Requirement A:
Echo the essay on intention word for word, from "To start, simply, you" through "what you did.".
Requirement B:
Answer these questions from the essay on intention:
(i) In the murderer example, what does the case become as weeks go by?
(ii) What does the essay compare bad feelings that go unaddressed to?
(iii) What analogy did Carl Jung use, according to the essay?

Intention is of key importance. Let’s use the example of a murderer.
Imagine you are the murderer.
To start, simply, you just murdered a person. Because they made you mad I guess and, in the raw spiraling emotion of that moment, you murdered them for whatever reason. Now, you feel bad and regret it, but you run from the scene. Uh oh. Naughty…
You spend days rolling inside with guilt, but surprisingly, there is no police knock on your door. Weeks go by and it becomes a cold case. Soon, you are well in the clear. You are the only one that knows what you did.
What can you do, outside of turning yourself in, that can quell this feeling inside yourself?
One idea might be to throw yourself into community service. Perhaps helping enough people might mitigate the fact you are a killer. Or you could become a vigilante, hunting murderers in hopes that their justice also counts as your redemption. You might even become a cop bringing legal justice to the wrong doing in your community. There is an opportunity for you as a preacher or spiritual leader to bring life lessons of sin and wrongdoing to a congregation of people in your town. You may even just shove it down and become a regular person in the hopes that time will erase the feeling that resides deep in your gut.
But despite all of these empty efforts, the feeling still comes up. That feeling still rises like a strong acid up your into throat and into your idle mind.
There is not a religious lesson here as much as there is a logical one, a psychological one: That we have to address our feelings straight on. We have to deal with our undealt, directly. We cannot dance around these feelings or they become even more inflamed and undealt with. Much like a garbage bag nobody wants to take out, these bad feelings begin to swell and smell and become more of a problem than they ever were originally.
Dealing with the undealt has become a staple of fields like psychology and coaching for years. Unconscious forces as they are more familiarly known. Carl Jung, the famous early 20th century philosopher and psychologist used the analogy of our “shadow self”. He firmly believed through his experience that if we don’t accept all of us, we don’t really accept ourselves at all.

Data under study:

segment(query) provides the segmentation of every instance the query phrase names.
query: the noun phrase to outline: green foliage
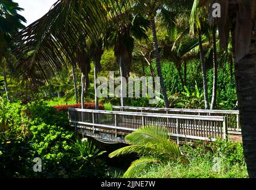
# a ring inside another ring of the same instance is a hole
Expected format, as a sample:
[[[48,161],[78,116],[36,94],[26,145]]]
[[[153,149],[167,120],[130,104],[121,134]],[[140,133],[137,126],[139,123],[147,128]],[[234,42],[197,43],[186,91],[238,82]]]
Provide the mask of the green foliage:
[[[183,96],[180,98],[180,102],[175,104],[178,107],[185,109],[202,109],[203,107],[203,93],[201,93],[196,81],[195,86],[195,91],[189,91],[187,87],[184,86],[186,91],[182,92]]]
[[[0,121],[0,178],[83,178],[90,172],[94,176],[107,173],[99,157],[103,152],[89,142],[75,143],[76,132],[67,115],[45,103],[22,106],[1,99]],[[42,160],[42,172],[33,170],[36,157]]]
[[[152,165],[136,176],[153,178],[248,178],[242,144],[218,140],[195,147],[184,145],[183,151],[189,160],[187,165],[175,162]],[[219,166],[216,165],[219,164]],[[218,167],[219,168],[218,169]],[[217,170],[215,170],[216,168]]]
[[[113,110],[112,104],[110,103],[106,103],[104,104],[104,107],[105,107],[105,110],[107,111],[112,111]]]
[[[164,129],[143,127],[127,135],[125,140],[131,145],[109,154],[110,158],[131,153],[136,153],[140,156],[132,163],[124,173],[124,178],[132,178],[152,164],[161,164],[169,160],[187,161],[177,144],[168,138],[167,132]]]
[[[106,176],[107,167],[105,162],[100,159],[100,156],[106,151],[101,151],[87,139],[76,140],[72,151],[73,158],[79,166],[77,170],[81,173],[81,177],[102,178]]]

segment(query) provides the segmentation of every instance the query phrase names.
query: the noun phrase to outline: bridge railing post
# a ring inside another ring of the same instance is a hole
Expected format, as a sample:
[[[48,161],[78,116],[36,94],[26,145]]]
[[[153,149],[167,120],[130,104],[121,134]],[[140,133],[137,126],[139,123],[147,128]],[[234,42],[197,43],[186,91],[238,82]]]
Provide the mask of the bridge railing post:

Problem solution A:
To start, simply, you just murdered a person. Because they made you mad I guess and, in the raw spiraling emotion of that moment, you murdered them for whatever reason. Now, you feel bad and regret it, but you run from the scene. Uh oh. Naughty…
You spend days rolling inside with guilt, but surprisingly, there is no police knock on your door. Weeks go by and it becomes a cold case. Soon, you are well in the clear. You are the only one that knows what you did.

Problem solution B:
(i) A cold case.
(ii) A garbage bag nobody wants to take out.
(iii) Our "shadow self."